### To do
Can you repeat the lines of the listing from the one containing "Output, for every" through the one containing "33L117 32L108 25L106", swapping "rough mask" for "coarse mask" and leaving everything else as it is?

*** Records to process

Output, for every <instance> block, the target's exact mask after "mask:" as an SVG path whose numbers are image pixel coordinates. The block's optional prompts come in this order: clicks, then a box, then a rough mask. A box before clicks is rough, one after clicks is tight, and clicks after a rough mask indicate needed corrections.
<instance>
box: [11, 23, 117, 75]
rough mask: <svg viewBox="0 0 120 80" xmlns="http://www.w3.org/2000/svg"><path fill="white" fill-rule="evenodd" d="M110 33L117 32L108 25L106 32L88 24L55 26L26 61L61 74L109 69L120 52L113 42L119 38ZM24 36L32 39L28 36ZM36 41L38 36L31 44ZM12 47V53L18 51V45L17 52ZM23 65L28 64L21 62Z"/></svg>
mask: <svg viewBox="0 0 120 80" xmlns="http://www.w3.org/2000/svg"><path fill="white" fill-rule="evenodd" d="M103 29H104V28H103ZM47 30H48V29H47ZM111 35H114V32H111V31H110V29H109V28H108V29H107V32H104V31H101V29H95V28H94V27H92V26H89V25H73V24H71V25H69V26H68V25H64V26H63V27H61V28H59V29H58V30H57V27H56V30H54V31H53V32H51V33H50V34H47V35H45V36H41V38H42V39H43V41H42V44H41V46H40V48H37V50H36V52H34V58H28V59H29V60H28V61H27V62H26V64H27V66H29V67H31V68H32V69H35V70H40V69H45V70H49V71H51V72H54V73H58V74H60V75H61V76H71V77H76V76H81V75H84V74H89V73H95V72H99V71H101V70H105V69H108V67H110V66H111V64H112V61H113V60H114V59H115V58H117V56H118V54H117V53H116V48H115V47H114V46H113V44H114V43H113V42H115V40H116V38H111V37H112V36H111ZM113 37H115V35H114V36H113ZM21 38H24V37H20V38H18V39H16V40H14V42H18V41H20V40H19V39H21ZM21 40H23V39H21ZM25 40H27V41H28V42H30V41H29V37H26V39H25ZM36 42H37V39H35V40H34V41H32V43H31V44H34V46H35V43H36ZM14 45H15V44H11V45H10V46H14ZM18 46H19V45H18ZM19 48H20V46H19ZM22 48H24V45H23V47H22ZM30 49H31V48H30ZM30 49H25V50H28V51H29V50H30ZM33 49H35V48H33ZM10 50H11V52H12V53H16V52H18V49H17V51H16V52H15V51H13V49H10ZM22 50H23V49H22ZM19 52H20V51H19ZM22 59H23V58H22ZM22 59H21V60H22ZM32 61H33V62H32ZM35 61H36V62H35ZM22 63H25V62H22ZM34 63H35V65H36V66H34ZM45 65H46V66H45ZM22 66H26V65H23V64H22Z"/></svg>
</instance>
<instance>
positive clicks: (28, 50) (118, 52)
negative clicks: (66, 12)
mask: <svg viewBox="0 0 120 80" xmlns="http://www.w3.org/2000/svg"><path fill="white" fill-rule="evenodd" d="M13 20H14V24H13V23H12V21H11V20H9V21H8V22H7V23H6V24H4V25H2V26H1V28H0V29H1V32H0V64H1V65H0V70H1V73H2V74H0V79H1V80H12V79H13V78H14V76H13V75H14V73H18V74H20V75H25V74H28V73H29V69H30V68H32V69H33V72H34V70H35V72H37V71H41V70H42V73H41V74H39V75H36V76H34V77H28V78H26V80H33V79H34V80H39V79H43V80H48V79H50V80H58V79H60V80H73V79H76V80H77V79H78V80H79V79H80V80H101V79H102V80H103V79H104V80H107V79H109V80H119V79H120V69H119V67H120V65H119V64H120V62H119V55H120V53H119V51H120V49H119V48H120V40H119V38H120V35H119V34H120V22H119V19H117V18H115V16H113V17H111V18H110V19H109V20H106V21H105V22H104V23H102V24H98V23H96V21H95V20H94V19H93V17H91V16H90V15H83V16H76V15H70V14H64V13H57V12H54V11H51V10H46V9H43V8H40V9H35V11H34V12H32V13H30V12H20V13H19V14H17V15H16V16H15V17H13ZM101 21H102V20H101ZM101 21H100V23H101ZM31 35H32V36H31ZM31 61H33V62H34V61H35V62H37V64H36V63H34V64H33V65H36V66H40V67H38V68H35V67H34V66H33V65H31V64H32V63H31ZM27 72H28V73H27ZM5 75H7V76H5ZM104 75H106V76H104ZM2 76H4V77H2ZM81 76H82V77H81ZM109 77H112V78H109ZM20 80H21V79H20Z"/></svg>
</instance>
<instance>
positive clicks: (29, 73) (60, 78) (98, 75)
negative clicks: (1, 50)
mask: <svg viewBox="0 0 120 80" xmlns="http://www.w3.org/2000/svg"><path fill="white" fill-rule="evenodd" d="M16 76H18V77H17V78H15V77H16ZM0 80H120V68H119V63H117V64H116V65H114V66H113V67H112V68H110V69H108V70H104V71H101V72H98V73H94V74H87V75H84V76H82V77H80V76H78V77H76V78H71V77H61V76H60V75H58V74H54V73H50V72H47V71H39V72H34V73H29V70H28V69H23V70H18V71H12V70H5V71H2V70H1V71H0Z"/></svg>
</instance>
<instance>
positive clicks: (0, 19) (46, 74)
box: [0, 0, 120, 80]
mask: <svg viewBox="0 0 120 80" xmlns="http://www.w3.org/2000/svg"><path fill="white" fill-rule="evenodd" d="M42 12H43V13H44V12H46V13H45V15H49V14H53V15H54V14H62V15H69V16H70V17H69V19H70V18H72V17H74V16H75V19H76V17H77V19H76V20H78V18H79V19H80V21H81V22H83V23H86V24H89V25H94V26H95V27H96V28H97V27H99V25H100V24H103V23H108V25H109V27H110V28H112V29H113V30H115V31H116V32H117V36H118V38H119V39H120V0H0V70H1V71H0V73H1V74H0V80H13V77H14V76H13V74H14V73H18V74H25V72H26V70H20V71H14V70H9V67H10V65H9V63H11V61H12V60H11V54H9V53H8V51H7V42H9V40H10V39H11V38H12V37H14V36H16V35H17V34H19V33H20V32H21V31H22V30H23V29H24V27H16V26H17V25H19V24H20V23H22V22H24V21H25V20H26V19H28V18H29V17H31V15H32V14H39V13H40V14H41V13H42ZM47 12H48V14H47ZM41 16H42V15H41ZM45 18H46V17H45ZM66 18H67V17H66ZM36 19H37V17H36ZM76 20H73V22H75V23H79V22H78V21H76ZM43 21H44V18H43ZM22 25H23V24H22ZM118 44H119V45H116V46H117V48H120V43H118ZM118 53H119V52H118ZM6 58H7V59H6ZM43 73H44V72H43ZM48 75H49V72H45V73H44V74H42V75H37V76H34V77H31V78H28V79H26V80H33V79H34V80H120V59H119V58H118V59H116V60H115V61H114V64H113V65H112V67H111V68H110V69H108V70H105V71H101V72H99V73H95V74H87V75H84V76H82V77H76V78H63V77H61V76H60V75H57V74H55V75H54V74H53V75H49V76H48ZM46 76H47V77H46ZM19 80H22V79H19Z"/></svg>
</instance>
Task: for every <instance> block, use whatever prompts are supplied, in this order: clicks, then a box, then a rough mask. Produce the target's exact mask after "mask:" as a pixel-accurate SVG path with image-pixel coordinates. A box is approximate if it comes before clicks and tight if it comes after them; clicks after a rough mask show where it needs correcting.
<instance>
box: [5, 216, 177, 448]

******
*** Records to process

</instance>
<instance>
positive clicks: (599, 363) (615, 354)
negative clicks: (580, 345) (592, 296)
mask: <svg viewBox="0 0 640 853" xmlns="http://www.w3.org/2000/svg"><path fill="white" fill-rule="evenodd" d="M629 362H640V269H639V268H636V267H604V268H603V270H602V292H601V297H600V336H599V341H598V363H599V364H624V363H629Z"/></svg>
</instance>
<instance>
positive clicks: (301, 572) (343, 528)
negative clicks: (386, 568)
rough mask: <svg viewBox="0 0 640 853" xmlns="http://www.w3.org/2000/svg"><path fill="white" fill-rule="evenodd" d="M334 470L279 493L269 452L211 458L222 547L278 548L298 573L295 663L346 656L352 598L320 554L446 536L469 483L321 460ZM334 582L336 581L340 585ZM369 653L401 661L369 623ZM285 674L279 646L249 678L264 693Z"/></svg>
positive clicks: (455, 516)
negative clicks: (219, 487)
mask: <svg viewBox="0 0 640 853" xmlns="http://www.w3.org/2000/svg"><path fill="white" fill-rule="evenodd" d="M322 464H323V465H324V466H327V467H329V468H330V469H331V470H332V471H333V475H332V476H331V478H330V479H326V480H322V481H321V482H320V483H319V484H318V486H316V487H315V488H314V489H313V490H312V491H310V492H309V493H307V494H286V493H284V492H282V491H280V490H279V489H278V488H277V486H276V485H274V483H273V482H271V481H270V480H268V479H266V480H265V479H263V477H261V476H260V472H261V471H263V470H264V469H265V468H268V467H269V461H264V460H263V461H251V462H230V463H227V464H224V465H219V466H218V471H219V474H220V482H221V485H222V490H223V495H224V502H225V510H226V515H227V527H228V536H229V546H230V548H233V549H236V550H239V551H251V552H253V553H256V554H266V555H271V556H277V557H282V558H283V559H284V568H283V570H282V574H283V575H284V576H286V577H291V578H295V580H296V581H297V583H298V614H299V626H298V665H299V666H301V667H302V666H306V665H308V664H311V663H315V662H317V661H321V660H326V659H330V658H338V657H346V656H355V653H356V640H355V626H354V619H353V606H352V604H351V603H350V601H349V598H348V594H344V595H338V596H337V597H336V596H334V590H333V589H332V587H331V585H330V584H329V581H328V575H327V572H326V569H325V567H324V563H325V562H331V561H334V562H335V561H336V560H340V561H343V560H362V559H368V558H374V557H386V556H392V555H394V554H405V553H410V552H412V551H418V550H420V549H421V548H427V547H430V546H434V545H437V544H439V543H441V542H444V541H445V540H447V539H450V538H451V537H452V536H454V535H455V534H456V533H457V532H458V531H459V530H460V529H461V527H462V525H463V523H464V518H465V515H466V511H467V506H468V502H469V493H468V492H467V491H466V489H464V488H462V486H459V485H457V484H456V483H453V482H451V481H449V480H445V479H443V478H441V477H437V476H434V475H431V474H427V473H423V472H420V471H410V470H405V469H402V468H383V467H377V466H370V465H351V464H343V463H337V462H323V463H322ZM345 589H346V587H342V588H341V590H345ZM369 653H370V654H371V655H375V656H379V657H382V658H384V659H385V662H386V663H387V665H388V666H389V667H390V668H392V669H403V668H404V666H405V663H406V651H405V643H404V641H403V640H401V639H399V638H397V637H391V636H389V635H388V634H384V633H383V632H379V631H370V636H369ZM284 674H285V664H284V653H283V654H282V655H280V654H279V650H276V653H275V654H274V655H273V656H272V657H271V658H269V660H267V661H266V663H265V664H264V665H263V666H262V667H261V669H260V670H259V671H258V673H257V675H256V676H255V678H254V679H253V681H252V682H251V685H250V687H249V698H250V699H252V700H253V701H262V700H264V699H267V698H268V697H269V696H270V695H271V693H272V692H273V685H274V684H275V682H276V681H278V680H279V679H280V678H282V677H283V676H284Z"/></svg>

******

### Task result
Output, for every <instance> block, the target's exact mask after "mask:" as an SVG path whose numbers are image pixel coordinates. The block's optional prompts come in this order: clicks, then a box, then a coarse mask. A box before clicks is rough, one after clicks is tight, and clicks after a coarse mask indicate needed corrections.
<instance>
box: [11, 23, 117, 75]
coarse mask: <svg viewBox="0 0 120 80" xmlns="http://www.w3.org/2000/svg"><path fill="white" fill-rule="evenodd" d="M110 33L117 32L108 25L106 32L88 24L55 26L26 61L61 74L109 69L120 52L113 42L119 38ZM24 36L32 39L28 36ZM36 41L38 36L31 44ZM12 47V53L18 51V45L17 52ZM23 65L28 64L21 62Z"/></svg>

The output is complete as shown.